What to produce: Report every line of the records below that includes the string "grass".

[Records from a dataset]
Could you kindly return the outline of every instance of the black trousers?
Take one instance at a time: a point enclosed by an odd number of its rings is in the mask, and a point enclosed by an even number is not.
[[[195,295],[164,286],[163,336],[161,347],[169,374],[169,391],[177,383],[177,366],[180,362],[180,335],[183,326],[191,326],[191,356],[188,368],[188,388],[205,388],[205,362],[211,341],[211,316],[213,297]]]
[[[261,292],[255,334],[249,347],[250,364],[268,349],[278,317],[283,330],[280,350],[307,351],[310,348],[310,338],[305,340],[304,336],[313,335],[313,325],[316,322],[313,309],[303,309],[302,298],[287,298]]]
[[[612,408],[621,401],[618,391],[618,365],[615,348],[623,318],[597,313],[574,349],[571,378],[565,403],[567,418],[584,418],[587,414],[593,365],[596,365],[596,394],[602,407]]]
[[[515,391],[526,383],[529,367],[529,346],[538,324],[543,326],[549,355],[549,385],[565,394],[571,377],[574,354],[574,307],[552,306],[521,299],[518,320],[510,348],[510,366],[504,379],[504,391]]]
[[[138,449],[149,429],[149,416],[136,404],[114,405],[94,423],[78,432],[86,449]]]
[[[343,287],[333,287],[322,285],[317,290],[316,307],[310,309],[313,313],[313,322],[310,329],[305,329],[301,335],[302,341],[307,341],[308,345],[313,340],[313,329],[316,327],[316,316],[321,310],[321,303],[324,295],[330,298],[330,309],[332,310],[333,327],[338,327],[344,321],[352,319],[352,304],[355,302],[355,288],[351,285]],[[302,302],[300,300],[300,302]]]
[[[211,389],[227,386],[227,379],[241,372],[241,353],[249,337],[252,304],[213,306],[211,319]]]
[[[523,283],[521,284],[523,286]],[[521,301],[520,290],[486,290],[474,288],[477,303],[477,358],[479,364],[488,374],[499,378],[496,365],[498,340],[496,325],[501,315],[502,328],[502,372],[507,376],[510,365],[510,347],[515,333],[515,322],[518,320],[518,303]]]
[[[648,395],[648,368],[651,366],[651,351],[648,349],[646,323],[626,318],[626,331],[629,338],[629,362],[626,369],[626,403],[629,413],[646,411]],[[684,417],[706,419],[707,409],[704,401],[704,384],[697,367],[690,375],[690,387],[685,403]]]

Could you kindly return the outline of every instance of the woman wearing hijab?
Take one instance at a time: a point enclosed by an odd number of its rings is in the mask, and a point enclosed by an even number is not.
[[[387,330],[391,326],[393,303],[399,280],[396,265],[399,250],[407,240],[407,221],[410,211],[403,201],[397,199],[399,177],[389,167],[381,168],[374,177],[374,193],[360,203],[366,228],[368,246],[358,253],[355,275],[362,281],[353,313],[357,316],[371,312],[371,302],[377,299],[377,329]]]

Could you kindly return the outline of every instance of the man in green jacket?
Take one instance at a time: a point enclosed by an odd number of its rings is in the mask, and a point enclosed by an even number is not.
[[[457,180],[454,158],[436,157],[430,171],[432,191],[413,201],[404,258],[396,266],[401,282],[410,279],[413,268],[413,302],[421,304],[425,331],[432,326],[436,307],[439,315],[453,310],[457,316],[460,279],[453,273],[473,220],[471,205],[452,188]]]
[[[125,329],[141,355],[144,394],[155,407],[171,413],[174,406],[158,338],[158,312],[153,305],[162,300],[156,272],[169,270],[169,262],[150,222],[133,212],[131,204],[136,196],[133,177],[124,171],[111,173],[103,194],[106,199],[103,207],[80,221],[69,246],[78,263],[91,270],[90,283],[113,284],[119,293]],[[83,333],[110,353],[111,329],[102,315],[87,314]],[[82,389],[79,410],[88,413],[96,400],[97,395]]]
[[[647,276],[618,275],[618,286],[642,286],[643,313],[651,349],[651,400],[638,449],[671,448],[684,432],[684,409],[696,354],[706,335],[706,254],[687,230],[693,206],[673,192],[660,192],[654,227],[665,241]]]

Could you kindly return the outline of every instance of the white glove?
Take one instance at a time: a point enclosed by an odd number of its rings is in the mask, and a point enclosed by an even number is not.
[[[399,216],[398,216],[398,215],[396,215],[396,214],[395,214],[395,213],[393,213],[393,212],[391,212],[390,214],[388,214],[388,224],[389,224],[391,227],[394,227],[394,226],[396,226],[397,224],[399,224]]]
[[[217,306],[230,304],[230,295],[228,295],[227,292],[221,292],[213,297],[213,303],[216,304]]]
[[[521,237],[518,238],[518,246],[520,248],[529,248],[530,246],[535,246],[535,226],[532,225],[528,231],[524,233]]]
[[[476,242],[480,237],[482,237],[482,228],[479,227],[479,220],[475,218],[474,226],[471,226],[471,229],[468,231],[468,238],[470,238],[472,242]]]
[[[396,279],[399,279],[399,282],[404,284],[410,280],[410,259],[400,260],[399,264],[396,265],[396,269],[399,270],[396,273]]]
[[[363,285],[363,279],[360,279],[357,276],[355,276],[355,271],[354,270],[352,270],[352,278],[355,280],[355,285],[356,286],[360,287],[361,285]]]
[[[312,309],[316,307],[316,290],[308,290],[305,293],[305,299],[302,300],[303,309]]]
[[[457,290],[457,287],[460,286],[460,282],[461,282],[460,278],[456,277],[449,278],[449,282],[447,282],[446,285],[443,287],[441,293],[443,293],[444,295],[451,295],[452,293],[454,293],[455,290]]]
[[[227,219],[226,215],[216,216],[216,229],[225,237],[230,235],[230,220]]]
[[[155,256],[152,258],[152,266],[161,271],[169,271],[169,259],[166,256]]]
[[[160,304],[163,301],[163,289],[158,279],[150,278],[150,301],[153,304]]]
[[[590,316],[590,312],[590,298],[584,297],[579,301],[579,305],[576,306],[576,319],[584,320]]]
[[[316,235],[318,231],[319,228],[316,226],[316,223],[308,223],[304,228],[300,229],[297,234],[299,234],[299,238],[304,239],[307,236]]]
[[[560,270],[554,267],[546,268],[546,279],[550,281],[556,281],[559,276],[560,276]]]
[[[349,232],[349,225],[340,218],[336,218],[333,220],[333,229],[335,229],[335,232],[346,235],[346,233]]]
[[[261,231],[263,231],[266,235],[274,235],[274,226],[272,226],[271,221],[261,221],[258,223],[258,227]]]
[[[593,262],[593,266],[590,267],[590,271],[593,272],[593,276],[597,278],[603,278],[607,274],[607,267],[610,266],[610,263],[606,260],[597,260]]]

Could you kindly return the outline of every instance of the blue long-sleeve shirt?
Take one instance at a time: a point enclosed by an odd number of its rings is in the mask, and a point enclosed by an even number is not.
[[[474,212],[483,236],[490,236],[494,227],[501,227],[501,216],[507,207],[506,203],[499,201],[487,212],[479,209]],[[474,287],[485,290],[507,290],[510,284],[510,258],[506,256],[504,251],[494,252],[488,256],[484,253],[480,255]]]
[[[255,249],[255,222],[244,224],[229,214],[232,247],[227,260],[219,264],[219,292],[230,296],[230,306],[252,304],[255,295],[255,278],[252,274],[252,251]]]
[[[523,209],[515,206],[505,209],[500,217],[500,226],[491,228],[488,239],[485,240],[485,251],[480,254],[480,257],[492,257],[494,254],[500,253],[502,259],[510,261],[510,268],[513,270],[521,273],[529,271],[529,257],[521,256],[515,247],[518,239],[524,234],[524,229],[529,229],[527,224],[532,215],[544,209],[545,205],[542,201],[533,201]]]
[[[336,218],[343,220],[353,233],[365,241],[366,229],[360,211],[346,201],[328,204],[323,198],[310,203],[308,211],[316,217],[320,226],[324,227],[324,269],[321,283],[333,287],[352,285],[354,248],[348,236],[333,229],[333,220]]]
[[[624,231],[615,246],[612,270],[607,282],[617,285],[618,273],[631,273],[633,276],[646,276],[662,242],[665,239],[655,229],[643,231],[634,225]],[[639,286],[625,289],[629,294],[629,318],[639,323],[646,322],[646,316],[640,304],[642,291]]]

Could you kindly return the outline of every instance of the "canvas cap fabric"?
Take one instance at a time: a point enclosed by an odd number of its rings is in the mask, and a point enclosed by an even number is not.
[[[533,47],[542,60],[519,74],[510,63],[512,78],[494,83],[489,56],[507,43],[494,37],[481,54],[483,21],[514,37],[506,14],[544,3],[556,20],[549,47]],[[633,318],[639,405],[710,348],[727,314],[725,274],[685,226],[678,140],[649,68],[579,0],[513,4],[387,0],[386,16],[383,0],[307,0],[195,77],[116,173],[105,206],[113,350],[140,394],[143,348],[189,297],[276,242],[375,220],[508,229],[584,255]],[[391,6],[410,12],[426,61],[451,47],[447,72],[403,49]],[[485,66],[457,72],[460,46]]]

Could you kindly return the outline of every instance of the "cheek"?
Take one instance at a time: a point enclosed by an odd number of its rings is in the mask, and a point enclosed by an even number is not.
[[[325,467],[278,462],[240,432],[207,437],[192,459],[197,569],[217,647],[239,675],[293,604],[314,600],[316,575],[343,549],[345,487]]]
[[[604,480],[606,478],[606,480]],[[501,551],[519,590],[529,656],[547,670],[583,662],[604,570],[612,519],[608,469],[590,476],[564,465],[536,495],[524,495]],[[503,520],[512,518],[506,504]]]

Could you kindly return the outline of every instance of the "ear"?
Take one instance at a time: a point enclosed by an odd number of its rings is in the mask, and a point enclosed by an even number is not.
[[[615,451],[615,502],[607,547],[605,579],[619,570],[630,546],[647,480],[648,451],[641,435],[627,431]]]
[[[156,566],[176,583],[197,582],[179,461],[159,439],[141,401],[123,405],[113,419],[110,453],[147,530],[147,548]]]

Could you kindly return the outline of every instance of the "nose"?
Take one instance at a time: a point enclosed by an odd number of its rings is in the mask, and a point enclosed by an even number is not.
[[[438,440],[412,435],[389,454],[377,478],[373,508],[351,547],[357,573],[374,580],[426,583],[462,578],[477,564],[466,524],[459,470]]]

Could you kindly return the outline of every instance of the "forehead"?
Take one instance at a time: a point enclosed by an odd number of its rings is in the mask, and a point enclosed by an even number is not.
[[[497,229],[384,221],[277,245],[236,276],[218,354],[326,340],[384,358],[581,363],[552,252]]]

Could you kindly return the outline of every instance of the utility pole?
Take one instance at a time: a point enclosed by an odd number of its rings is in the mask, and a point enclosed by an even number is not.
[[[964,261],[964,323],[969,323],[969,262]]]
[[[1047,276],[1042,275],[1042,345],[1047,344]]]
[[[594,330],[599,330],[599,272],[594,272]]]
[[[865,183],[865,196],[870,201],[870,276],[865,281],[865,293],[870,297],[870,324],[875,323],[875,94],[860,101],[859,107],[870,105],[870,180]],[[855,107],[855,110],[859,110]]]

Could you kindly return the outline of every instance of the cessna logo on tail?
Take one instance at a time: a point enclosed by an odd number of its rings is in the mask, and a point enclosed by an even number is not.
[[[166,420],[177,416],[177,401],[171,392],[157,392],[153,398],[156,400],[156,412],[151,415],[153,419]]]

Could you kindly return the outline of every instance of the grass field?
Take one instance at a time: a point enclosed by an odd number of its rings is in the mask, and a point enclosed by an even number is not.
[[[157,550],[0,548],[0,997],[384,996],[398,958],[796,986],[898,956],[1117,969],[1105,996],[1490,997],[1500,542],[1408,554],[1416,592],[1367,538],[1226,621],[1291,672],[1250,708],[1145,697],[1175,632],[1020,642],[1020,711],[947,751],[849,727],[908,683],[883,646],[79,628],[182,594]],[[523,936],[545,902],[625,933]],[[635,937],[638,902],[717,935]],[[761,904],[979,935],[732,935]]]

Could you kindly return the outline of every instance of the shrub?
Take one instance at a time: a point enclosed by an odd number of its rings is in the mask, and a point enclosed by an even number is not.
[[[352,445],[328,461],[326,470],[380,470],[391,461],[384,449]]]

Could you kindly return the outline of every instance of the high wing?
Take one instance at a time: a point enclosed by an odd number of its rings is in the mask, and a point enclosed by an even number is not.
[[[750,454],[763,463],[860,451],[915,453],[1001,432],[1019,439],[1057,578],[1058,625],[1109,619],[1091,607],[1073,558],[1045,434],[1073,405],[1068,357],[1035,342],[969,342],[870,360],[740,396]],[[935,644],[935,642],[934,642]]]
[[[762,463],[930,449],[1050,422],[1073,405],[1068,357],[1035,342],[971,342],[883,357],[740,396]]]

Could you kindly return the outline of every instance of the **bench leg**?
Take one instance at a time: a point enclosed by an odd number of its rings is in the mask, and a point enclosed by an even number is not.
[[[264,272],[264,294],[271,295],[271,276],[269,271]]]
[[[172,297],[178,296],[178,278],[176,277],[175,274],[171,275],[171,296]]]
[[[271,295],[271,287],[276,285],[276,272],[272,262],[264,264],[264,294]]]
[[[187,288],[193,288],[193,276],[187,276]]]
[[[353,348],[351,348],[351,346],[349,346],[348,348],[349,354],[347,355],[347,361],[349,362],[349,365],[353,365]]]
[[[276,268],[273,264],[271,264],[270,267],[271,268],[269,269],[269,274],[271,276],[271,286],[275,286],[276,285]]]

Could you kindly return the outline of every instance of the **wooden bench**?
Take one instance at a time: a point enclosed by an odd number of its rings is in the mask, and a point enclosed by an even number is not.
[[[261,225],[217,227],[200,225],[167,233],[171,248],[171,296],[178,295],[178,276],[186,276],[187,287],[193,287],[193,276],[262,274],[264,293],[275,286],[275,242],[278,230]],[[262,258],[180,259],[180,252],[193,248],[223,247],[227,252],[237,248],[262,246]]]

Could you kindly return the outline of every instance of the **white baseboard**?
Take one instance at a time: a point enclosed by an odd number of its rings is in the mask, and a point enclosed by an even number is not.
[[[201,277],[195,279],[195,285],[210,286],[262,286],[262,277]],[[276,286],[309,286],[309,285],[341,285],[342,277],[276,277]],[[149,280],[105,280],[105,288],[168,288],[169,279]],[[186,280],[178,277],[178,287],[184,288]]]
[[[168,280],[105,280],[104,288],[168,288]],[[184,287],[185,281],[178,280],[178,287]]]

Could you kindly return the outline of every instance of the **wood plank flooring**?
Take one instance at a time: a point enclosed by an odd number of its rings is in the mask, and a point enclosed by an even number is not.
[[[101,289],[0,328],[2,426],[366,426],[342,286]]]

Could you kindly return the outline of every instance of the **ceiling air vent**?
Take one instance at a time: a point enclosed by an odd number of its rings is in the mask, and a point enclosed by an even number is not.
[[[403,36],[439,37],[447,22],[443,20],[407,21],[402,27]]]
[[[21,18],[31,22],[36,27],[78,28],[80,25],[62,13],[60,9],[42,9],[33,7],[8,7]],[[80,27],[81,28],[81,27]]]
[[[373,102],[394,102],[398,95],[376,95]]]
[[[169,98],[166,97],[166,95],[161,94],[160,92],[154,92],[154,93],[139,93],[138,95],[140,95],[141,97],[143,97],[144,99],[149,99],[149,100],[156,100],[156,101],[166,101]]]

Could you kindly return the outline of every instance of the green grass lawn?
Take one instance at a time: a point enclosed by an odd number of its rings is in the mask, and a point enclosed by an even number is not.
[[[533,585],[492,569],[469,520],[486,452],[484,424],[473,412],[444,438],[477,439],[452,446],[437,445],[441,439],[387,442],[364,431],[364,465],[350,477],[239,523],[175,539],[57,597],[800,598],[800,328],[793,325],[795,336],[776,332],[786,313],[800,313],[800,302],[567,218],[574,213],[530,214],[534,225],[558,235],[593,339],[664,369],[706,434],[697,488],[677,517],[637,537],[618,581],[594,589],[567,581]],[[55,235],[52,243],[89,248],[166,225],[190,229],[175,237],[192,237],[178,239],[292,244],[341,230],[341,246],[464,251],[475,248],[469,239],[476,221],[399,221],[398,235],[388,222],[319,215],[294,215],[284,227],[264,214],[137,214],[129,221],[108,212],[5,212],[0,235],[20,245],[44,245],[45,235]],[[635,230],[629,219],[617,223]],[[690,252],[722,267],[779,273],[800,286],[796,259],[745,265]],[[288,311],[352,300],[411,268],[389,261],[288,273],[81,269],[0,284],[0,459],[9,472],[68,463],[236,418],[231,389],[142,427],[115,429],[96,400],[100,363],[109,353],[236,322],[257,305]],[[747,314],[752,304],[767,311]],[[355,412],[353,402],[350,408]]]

Answer section:
Could you kindly return the outline of every instance of the grass field?
Could you kindly return the outline of every instance of the green grass lawn?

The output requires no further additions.